#### MATERIAL PROVIDED
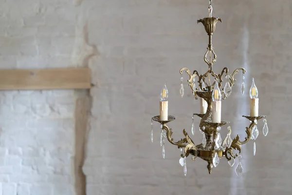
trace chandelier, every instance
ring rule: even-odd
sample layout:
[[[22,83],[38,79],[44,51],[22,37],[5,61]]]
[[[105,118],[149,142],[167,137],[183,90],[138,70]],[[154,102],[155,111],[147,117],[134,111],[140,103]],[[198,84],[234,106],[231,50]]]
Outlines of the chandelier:
[[[169,142],[177,146],[181,149],[182,154],[179,162],[181,165],[183,167],[185,176],[186,175],[186,157],[191,155],[192,156],[191,158],[193,160],[195,160],[199,157],[208,163],[207,168],[209,174],[211,174],[214,167],[218,166],[219,161],[223,160],[222,158],[226,158],[231,167],[235,164],[235,159],[238,158],[238,162],[235,169],[235,172],[237,176],[240,176],[243,170],[240,162],[241,146],[248,142],[251,139],[253,140],[254,155],[256,155],[256,140],[259,134],[257,127],[257,122],[259,119],[265,118],[266,116],[258,115],[258,91],[253,78],[252,84],[250,90],[250,115],[242,116],[249,119],[251,122],[249,127],[246,128],[247,136],[242,140],[237,135],[232,139],[231,137],[231,128],[230,126],[228,126],[227,135],[222,141],[220,133],[221,127],[229,123],[229,122],[221,120],[221,99],[225,99],[231,95],[232,88],[236,81],[234,77],[239,71],[242,73],[241,92],[243,95],[245,91],[243,75],[245,74],[246,70],[242,68],[237,68],[232,74],[230,74],[228,69],[225,67],[221,74],[215,74],[212,70],[212,66],[216,61],[217,57],[213,47],[212,37],[215,30],[216,23],[219,21],[222,22],[222,20],[219,18],[212,16],[212,0],[209,0],[209,17],[198,20],[198,23],[201,22],[203,24],[209,36],[209,44],[207,52],[204,56],[204,61],[208,64],[209,68],[203,75],[200,74],[196,70],[194,71],[192,74],[186,68],[182,68],[180,71],[181,74],[185,72],[189,76],[189,79],[187,80],[187,82],[193,91],[194,97],[196,99],[198,99],[198,98],[200,99],[201,113],[193,115],[192,133],[193,135],[194,135],[194,117],[197,116],[201,118],[199,130],[202,137],[201,143],[195,145],[194,141],[184,129],[183,131],[184,138],[175,141],[172,137],[173,131],[172,129],[168,127],[167,124],[175,118],[168,115],[168,91],[166,84],[164,84],[160,94],[160,115],[155,116],[151,119],[151,140],[153,142],[154,120],[161,124],[160,145],[162,147],[163,157],[164,158],[165,157],[164,143],[165,139],[167,138]],[[223,77],[225,77],[227,81],[225,86],[221,87]],[[181,78],[181,81],[180,91],[181,96],[182,97],[184,93],[182,77]],[[269,131],[267,120],[264,119],[263,122],[263,133],[264,135],[266,136]]]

#### INSTRUCTIONS FOR THE TASK
Rewrite everything from the start of the records down to the line containing "Outlines of the", with "chandelier" changed to "pendant light" and nothing else altered. Leave the picture out.

#### THE OUTPUT
trace pendant light, every instance
ring rule: even-odd
sample layout:
[[[22,83],[38,79],[44,51],[22,37],[5,61]]]
[[[105,118],[149,142],[167,137],[183,90],[138,70]],[[154,102],[155,111],[147,117],[134,111],[140,103]],[[198,84],[234,106],[231,50]]]
Outlines of the pendant light:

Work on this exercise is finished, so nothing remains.